■ TO-DO LIST
1. Rewrite the game thread, everything from "Suns can take" down to "an off game.", changing "Rasheed" to "Sheed" throughout.
2. Copy everything in the entries from the line that contains "Spot the wood" down to the end of the entries, including both ends.

Suns can take this game but they can't afford many turnovers or to get bigs in foul trouble.


----------



## Seuss (Aug 19, 2005)

*Re: GT #70: Phoenix Suns (47-22) @ Detroit Pistons (49-19) - 3/24*

Less turnovers, and more quality shots will be needed to stay in with Detroit. We have to watch for Rasheed, he is the X-factor. Everyone else can be slowed down to an extent, but Rasheed will be a tough guard for Amare. Lets hope he has an off game.


----------



## Dissonance (Jul 21, 2004)

*Re: GT #70: Phoenix Suns (47-22) @ Detroit Pistons (49-19) - 3/24*

Pistons lost to the Wizards tonight. They might be a little motivated.


----------



## Hyperion (Dec 5, 2006)

*Re: GT #70: Phoenix Suns (47-22) @ Detroit Pistons (49-19) - 3/24*

Shaq shall motor the Suns through Detroit.


----------



## All Net (Nov 28, 2007)

I dont think we will have raja bell back for this game, that will cause a mismatch with LB guarding Hamilton(he is 6'7 and will abuse LB)


----------



## Dissonance (Jul 21, 2004)

Rip will just try and come off screens anyway.


----------



## Aylwin (Jan 29, 2007)

*Re: GT #70: Phoenix Suns (47-22) @ Detroit Pistons (49-19) - 3/24*



Dissonance19 said:


> Pistons lost to the Wizards tonight. They might be a little motivated.

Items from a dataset
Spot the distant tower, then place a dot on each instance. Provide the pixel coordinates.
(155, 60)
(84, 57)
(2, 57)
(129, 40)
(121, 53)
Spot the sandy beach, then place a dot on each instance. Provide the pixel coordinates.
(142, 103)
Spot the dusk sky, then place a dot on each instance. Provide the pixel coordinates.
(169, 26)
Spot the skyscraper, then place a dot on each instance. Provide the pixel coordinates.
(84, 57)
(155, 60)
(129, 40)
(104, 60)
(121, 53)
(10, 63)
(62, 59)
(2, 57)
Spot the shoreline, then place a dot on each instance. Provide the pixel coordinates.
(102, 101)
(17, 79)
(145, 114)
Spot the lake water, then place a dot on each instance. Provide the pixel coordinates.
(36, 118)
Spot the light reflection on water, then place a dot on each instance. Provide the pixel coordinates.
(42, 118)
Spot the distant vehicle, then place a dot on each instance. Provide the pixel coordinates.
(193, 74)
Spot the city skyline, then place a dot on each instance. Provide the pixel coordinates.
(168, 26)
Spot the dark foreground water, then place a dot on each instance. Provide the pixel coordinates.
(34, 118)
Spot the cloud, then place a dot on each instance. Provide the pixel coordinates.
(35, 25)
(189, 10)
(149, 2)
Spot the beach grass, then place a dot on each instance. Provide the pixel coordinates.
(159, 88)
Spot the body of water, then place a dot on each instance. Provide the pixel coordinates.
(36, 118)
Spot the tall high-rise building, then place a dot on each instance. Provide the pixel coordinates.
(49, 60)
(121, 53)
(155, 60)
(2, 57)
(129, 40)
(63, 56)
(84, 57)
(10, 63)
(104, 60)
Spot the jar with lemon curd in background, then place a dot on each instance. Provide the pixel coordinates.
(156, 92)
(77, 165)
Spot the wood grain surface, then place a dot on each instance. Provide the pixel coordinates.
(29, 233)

■ PER-TASK ANSWERS
1.
Suns can take this game but they can't afford many turnovers or to get bigs in foul trouble.


----------



## Seuss (Aug 19, 2005)

*Re: GT #70: Phoenix Suns (47-22) @ Detroit Pistons (49-19) - 3/24*

Less turnovers, and more quality shots will be needed to stay in with Detroit. We have to watch for Sheed, he is the X-factor. Everyone else can be slowed down to an extent, but Sheed will be a tough guard for Amare. Lets hope he has an off game.

2.
Spot the wood grain surface, then place a dot on each instance. Provide the pixel coordinates.
(29, 233)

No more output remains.